*REQUIREMENT:*
Write down exactly the lines of the listing below, beginning with the one containing "Objective — one marker on every instance of the blurred" and closing with the final line.

*THE INPUT:*
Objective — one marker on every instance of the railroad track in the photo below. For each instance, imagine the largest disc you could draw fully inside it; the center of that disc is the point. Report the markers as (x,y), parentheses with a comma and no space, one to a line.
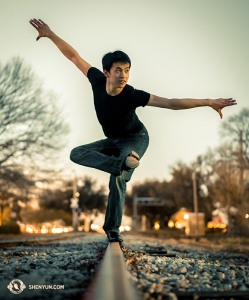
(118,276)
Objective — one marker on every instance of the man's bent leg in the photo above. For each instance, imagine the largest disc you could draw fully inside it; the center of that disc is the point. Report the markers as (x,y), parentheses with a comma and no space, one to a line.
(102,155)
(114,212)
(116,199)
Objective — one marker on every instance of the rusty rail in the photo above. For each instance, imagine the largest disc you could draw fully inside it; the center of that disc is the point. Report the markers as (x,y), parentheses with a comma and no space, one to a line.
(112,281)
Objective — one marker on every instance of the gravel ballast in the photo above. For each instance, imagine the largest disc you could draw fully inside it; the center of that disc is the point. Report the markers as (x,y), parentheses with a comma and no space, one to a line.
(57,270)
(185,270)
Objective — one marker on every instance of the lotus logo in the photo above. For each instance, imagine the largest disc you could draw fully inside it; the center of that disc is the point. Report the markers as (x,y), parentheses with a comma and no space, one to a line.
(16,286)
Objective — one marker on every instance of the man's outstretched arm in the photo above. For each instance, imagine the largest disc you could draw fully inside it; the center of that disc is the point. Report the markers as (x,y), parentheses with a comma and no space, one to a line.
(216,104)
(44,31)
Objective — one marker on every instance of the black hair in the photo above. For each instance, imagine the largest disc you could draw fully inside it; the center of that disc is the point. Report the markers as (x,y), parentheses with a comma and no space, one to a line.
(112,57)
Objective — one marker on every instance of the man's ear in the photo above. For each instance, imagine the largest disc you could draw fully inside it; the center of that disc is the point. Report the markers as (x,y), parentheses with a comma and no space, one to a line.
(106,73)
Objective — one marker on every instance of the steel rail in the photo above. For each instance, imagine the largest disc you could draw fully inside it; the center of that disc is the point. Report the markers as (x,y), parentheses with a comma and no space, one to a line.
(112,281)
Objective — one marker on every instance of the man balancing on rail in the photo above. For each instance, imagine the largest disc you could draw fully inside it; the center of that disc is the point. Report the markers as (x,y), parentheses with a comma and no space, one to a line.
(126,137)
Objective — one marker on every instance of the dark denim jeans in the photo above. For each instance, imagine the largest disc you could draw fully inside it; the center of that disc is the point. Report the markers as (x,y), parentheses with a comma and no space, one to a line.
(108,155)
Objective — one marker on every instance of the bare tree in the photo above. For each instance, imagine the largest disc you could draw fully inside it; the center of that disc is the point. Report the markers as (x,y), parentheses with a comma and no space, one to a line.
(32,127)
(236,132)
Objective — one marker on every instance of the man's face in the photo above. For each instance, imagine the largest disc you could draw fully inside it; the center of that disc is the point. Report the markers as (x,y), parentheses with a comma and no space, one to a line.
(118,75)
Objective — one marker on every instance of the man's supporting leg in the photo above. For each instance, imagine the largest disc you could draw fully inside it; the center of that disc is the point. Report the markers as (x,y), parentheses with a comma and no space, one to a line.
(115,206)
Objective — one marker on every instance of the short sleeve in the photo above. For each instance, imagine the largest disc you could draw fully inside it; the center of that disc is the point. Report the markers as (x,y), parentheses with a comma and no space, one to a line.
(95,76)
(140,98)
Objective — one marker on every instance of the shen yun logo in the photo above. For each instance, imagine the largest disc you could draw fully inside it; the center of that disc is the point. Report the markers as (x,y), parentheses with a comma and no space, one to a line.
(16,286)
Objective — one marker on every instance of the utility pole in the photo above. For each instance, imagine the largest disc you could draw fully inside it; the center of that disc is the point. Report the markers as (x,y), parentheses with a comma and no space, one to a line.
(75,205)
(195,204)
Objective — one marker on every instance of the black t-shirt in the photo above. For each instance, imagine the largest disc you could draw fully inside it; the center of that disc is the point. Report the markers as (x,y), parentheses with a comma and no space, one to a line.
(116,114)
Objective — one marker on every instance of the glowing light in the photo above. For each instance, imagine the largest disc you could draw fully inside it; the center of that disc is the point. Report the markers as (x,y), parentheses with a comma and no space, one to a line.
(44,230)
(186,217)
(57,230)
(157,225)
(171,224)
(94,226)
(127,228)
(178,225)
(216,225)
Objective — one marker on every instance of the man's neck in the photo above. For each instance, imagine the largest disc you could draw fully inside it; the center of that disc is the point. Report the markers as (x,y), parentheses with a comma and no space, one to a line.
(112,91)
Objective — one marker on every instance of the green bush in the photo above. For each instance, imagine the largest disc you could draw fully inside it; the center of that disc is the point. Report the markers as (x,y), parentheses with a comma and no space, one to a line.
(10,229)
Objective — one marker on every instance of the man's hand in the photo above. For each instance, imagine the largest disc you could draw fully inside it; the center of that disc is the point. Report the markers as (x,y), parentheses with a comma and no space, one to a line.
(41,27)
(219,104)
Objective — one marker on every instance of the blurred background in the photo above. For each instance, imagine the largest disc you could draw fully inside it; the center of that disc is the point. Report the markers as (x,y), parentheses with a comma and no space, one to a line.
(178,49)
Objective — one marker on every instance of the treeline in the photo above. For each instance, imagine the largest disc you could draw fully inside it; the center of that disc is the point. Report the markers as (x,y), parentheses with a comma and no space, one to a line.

*THE COMPLETED TASK:*
Objective — one marker on every instance of the blurred background in the photo above. For each instance, imagine the largest disc you could draw fully inside it; the center of that disc is the point. Report the markers as (x,y), parentheses with a comma and no space, one to a line.
(178,49)
Objective — one marker on every instance of the treeline in the photo above. For each instance, imagine the largest disc you could draw fully inside it; the center of that disc is the point. Report the markers as (x,y), parentheses with a comma and no space, one to a line.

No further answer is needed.